## Task description
In the article on the SC19 cluster competition, translate this sentence into Spanish: "Now let’s take an up close and personal look at our SC19 teams."

## Passage to read
• • • •

Finally! SC19 Competitors Live and in Color!

By Dan Olds

December 10, 2019

You know the saying “better late than never”? That’s how my cluster competition coverage is faring this year. With SC19 coming late in November, quickly followed by my annual trip to South Africa to cover their cluster competition, I’ve been running behind. But I’m back and I’m going to provide all of the deep analysis and competition coverage that you’ve all become accustomed to over the years.

Now let’s take an up close and personal look at our SC19 teams. Using the miracle of video, we’ve interviewed as many teams as we could given the accessibility constraints. We apologize to the teams that we couldn’t get to, but we were under the gun to get as many teams as we could during our limited access time. We managed to snare 12 out of 16, which isn’t too bad, I guess, but far from our usual 100% coverage, damn it.

• • • •

## Entries

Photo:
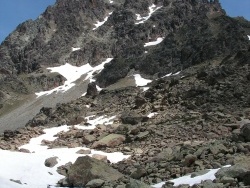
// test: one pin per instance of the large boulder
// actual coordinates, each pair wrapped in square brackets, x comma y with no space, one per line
[86,169]
[241,170]
[51,162]
[245,132]
[111,140]
[92,90]
[133,118]
[136,184]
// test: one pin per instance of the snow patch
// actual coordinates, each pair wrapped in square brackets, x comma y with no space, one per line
[192,181]
[75,49]
[152,9]
[72,73]
[98,24]
[152,114]
[158,41]
[171,74]
[139,81]
[29,168]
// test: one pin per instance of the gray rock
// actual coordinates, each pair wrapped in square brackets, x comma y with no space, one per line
[95,183]
[51,162]
[218,148]
[84,151]
[189,160]
[133,118]
[92,90]
[138,173]
[136,184]
[245,132]
[86,169]
[111,140]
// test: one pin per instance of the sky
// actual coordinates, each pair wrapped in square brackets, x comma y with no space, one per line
[14,12]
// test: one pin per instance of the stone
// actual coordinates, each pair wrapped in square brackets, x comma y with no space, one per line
[92,90]
[226,180]
[95,183]
[24,150]
[136,184]
[133,118]
[100,157]
[86,169]
[84,151]
[189,160]
[240,170]
[51,162]
[142,135]
[111,141]
[245,132]
[16,181]
[138,173]
[218,148]
[87,139]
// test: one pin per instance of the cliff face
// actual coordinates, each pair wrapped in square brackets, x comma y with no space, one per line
[193,32]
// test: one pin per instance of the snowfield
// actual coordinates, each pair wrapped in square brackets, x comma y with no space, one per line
[98,24]
[73,73]
[210,175]
[153,43]
[152,9]
[139,81]
[29,168]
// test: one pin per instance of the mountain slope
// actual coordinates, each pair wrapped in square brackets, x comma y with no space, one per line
[89,31]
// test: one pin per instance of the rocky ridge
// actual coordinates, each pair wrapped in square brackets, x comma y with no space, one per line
[183,124]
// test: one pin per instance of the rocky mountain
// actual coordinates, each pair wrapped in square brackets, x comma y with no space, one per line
[193,116]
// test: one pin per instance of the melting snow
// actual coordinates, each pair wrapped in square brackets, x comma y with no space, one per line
[98,24]
[171,74]
[152,9]
[139,81]
[75,49]
[158,41]
[72,73]
[152,114]
[29,168]
[191,181]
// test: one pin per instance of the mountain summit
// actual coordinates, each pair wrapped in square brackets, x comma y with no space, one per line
[165,82]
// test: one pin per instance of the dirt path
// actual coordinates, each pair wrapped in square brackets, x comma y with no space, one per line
[21,115]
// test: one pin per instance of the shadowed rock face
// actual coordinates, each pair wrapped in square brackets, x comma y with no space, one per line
[194,32]
[86,169]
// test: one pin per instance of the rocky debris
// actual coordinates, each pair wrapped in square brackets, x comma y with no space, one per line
[240,170]
[136,184]
[16,181]
[92,90]
[51,162]
[245,132]
[133,119]
[86,169]
[63,170]
[95,183]
[84,151]
[100,157]
[24,150]
[198,111]
[111,140]
[12,140]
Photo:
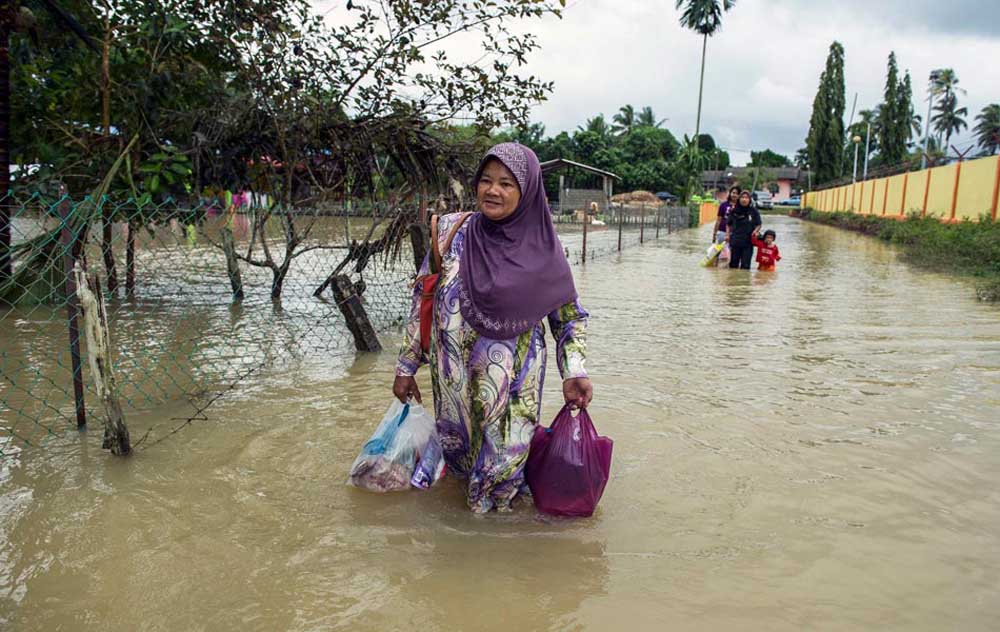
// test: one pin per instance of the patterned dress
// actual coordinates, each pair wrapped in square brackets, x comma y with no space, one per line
[487,393]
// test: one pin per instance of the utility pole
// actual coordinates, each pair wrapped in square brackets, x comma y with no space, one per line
[868,138]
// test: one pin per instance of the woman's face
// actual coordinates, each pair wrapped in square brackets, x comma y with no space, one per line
[498,193]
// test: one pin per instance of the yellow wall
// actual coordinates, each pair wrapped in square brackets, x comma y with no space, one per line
[894,205]
[976,187]
[915,192]
[942,187]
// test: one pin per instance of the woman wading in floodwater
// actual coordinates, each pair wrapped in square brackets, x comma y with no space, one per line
[502,270]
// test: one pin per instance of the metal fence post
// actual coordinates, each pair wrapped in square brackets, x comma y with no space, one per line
[621,218]
[68,240]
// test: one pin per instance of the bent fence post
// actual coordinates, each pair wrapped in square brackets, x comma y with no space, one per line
[95,324]
[232,265]
[68,240]
[354,313]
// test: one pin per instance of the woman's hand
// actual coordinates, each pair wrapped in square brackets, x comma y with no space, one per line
[578,391]
[404,387]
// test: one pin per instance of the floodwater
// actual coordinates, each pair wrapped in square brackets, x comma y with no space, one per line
[817,448]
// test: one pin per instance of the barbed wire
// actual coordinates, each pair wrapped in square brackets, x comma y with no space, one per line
[177,329]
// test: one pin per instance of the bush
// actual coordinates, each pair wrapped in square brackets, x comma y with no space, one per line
[966,247]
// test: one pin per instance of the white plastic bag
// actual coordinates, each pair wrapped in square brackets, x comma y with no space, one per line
[387,461]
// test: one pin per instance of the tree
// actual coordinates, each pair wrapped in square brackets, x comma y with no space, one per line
[768,158]
[802,158]
[894,117]
[825,141]
[987,128]
[703,17]
[949,119]
[944,82]
[860,128]
[646,118]
[624,120]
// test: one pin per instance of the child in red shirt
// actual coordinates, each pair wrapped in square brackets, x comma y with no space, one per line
[767,252]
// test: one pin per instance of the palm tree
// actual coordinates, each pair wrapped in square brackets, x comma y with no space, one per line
[949,119]
[624,121]
[988,129]
[704,17]
[944,82]
[646,118]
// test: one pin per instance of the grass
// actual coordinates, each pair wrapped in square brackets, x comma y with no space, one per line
[967,248]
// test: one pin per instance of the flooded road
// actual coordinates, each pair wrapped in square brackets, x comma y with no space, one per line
[817,448]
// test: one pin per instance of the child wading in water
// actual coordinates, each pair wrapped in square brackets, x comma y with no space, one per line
[767,252]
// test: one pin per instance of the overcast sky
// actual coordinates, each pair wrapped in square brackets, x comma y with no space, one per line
[762,68]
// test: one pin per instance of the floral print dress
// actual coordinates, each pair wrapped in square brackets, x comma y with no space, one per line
[487,393]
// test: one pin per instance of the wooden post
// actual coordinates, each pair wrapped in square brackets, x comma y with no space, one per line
[232,264]
[902,201]
[354,313]
[621,220]
[927,191]
[420,241]
[954,193]
[996,192]
[68,242]
[95,324]
[130,259]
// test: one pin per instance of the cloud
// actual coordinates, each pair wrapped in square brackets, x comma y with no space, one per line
[762,69]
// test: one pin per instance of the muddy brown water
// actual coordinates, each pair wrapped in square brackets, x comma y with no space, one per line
[817,448]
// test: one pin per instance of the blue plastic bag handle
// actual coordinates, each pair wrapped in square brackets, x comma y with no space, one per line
[379,444]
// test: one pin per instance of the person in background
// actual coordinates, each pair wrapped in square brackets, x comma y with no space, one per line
[719,233]
[767,251]
[743,220]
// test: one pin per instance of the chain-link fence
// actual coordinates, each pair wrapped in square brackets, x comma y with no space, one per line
[202,297]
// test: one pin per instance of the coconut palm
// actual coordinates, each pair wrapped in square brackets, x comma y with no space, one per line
[646,118]
[944,81]
[624,121]
[988,128]
[597,125]
[704,17]
[949,119]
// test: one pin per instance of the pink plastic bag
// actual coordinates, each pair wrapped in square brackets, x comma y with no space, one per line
[568,465]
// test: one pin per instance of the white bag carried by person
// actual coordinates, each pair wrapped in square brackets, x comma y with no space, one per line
[388,460]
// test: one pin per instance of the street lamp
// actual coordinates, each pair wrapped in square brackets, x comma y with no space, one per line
[868,138]
[934,76]
[857,144]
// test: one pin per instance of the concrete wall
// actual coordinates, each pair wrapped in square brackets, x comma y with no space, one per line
[952,192]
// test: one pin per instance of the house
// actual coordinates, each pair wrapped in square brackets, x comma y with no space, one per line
[789,180]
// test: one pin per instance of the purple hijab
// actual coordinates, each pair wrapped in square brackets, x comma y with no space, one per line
[514,271]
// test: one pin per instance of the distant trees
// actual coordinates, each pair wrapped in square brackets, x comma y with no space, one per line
[987,128]
[825,140]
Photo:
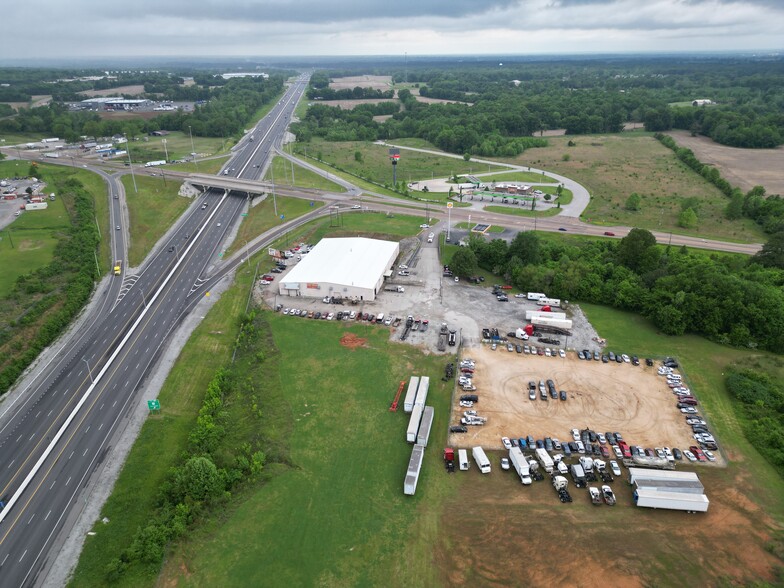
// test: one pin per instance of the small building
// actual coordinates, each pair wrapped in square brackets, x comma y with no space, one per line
[353,268]
[669,490]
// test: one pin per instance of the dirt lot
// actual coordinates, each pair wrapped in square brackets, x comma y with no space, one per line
[744,168]
[375,82]
[633,400]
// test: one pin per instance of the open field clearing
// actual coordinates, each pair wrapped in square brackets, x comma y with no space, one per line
[133,90]
[365,81]
[744,168]
[611,167]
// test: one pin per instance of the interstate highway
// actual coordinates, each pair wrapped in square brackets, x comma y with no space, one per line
[152,302]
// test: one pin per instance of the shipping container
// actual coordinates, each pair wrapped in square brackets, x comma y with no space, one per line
[414,467]
[424,385]
[408,403]
[413,424]
[423,435]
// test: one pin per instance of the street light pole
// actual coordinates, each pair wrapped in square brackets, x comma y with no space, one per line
[88,370]
[130,163]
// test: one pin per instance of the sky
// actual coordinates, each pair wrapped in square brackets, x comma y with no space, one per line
[266,28]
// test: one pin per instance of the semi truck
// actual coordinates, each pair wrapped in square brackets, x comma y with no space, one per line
[408,402]
[481,460]
[520,464]
[549,302]
[531,314]
[545,460]
[462,459]
[543,321]
[424,385]
[414,467]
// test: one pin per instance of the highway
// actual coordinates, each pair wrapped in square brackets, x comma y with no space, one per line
[58,431]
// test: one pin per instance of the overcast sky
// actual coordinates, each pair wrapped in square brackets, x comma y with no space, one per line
[259,28]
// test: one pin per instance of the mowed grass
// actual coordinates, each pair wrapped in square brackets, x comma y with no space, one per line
[375,164]
[152,211]
[161,439]
[335,513]
[286,172]
[262,217]
[703,362]
[611,167]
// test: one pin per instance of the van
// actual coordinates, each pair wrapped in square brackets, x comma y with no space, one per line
[462,456]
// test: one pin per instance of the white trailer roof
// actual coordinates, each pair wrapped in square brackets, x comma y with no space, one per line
[351,261]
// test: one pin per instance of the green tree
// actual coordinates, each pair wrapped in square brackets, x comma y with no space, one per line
[463,262]
[633,201]
[772,252]
[687,219]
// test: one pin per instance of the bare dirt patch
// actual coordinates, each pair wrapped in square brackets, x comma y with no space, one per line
[134,90]
[351,341]
[633,400]
[352,104]
[351,82]
[744,168]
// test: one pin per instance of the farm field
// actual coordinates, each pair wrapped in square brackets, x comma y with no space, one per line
[613,166]
[744,168]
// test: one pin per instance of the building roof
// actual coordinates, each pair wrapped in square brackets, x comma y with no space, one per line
[352,261]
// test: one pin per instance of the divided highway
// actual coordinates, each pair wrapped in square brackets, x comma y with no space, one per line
[58,431]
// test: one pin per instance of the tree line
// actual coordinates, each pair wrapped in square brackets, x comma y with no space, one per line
[43,303]
[726,298]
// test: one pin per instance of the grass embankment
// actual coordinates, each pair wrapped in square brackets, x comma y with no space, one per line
[262,217]
[611,167]
[286,172]
[152,210]
[162,439]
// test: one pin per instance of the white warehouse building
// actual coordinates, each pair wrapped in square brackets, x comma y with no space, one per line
[353,267]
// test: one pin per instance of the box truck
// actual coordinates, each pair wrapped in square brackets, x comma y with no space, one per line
[481,460]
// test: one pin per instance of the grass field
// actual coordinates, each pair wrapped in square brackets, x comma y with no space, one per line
[262,218]
[613,166]
[375,164]
[286,173]
[152,211]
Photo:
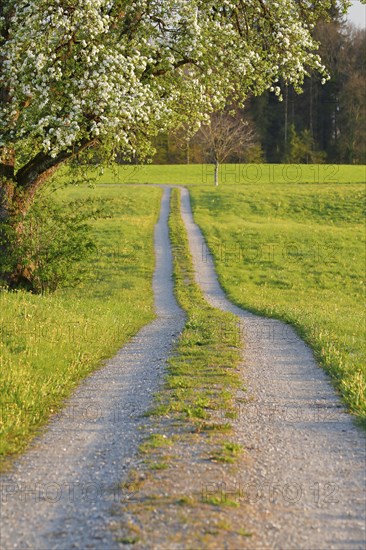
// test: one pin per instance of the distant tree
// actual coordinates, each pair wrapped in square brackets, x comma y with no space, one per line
[111,74]
[224,137]
[301,148]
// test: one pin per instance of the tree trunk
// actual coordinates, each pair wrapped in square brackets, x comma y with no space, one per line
[17,193]
[216,173]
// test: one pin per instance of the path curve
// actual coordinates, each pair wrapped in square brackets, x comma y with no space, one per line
[85,453]
[305,478]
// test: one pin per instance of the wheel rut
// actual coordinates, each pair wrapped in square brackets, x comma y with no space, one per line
[60,493]
[306,479]
[303,483]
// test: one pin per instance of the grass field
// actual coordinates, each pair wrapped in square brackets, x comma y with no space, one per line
[297,253]
[238,174]
[48,343]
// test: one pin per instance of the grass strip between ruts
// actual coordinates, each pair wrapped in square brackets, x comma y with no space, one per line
[190,427]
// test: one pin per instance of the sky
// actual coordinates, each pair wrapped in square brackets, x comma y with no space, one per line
[357,14]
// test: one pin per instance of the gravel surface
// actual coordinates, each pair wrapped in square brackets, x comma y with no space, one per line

• • • •

## Complete output
Ahora echemos un vistazo de cerca y en profundidad a nuestros equipos del SC19.